- _PROVIDED TEXT_:
★ ★ ★ ★ ★

Fears of a recession will vanish when the movie of Sex and the City is released this month. High street retailers will cry, "Let a billion sweatshops bloom!" as Chinese labourers work to death stitching knock-off Carrie Bradshaw outfits to satisfy the fashion-lust consuming women who watch it. Food prices will collapse as Western women forgo calories in pursuit of Sarah Jessica Parker's proportions. It will be the biggest economic stimulus since the Marshall Plan.
SATC was a manifesto for modern women, as its heroines neurotically strove after the perfect relationship, wardrobe, cocktail and gay best friend. But while posing as have-it-all divas, they suffered fates any true feminist would die to avoid.
Carrie desperately sought a man who met her high standards. In truth, she was every bastard's dream: a ditz he could string along while playing the field then settle down with when he's too old and fat to get anyone better. That's what Big did.
Sweet and beautiful Charlotte bent over backwards and even changed her religion just to marry a man who looked like Austin Powers's nemesis, Dr Evil. And having reached the summit of her legal career, did spunky Miranda choose a man who matched her intellect and ambition? No. She landed a timid, half-educated handyman she could outsmart and out-earn, whose balls she would break for the rest of his godforsaken life.

★ ★ ★ ★ ★

- _ENTRIES SUPPLIED_:

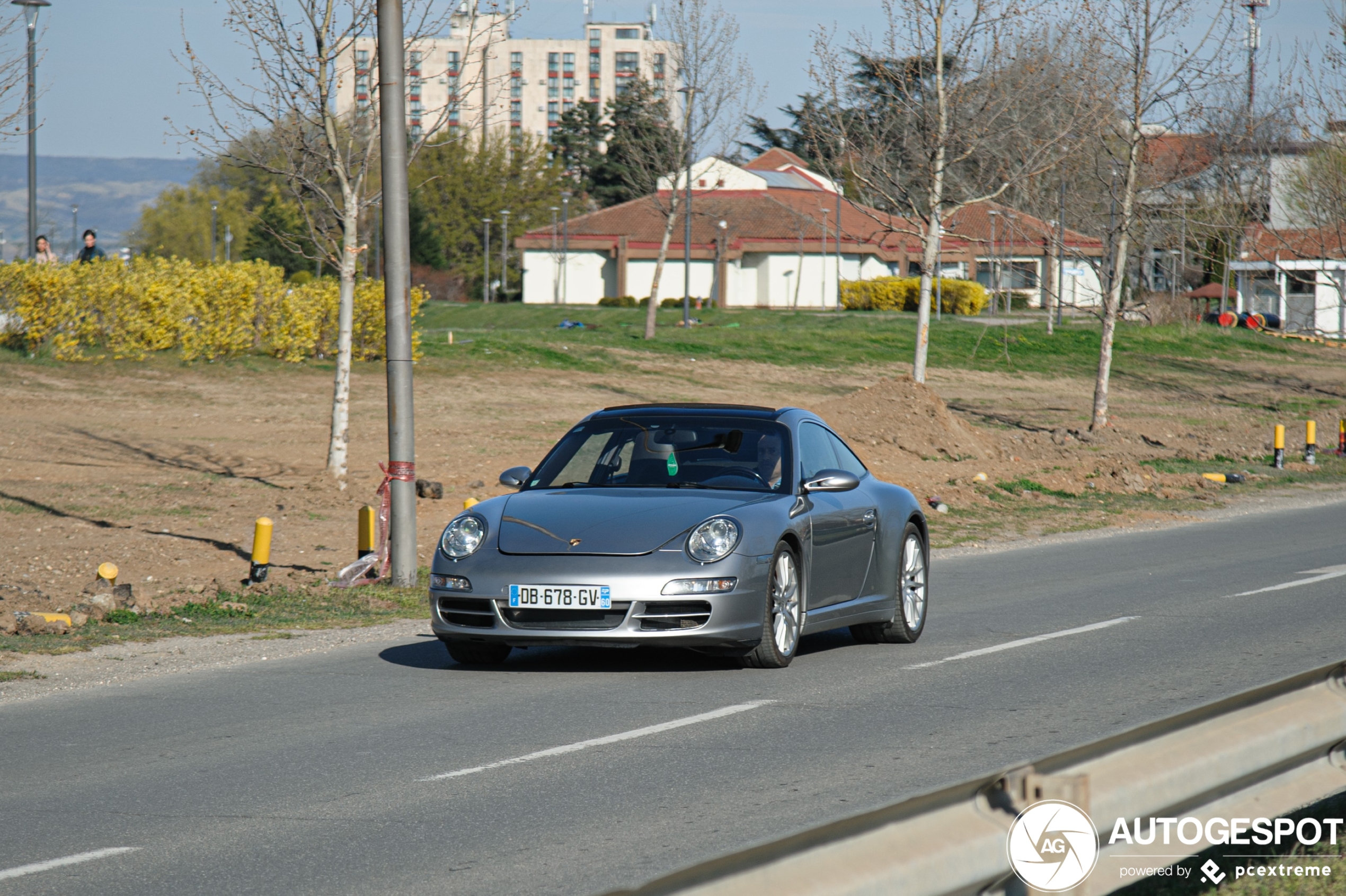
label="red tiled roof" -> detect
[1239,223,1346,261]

★ ★ ★ ★ ★

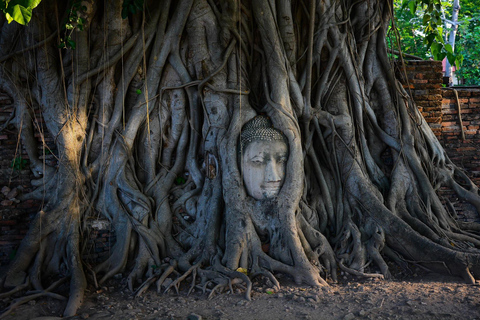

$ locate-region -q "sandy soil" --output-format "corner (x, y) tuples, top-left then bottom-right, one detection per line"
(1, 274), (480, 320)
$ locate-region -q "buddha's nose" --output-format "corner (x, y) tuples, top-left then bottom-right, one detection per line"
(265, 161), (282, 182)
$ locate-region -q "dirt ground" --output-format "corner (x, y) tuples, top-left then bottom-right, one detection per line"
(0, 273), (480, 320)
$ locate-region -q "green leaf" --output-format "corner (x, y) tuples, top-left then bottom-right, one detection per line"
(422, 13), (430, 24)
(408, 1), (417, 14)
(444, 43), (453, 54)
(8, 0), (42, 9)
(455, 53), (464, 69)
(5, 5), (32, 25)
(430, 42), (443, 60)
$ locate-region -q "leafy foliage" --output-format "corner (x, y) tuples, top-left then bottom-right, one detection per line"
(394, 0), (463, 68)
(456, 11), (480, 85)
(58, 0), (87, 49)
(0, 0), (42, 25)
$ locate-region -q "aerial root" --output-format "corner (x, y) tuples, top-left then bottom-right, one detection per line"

★ ★ ★ ★ ★

- _ACTIVITY LIST_:
1/ In the Sex and the City piece, what did Charlotte change in order to marry?
2/ Set down a passage from the Sex and the City piece word for word, beginning at the words "Carrie desperately sought" and stopping after "his godforsaken life.".
3/ Rewrite the paragraph of the Sex and the City piece that begins "Sweet and beautiful Charlotte" as a short list that keeps its main facts.

- _YOUR RESPONSES_:
1/ Her religion.

2/
Carrie desperately sought a man who met her high standards. In truth, she was every bastard's dream: a ditz he could string along while playing the field then settle down with when he's too old and fat to get anyone better. That's what Big did.
Sweet and beautiful Charlotte bent over backwards and even changed her religion just to marry a man who looked like Austin Powers's nemesis, Dr Evil. And having reached the summit of her legal career, did spunky Miranda choose a man who matched her intellect and ambition? No. She landed a timid, half-educated handyman she could outsmart and out-earn, whose balls she would break for the rest of his godforsaken life.

3/
- Charlotte, sweet and beautiful, bent over backwards and even changed her religion to marry a man who looked like Dr Evil.
- Miranda, at the summit of her legal career, did not choose a man who matched her intellect and ambition.
- Instead she landed a timid, half-educated handyman she could outsmart and out-earn.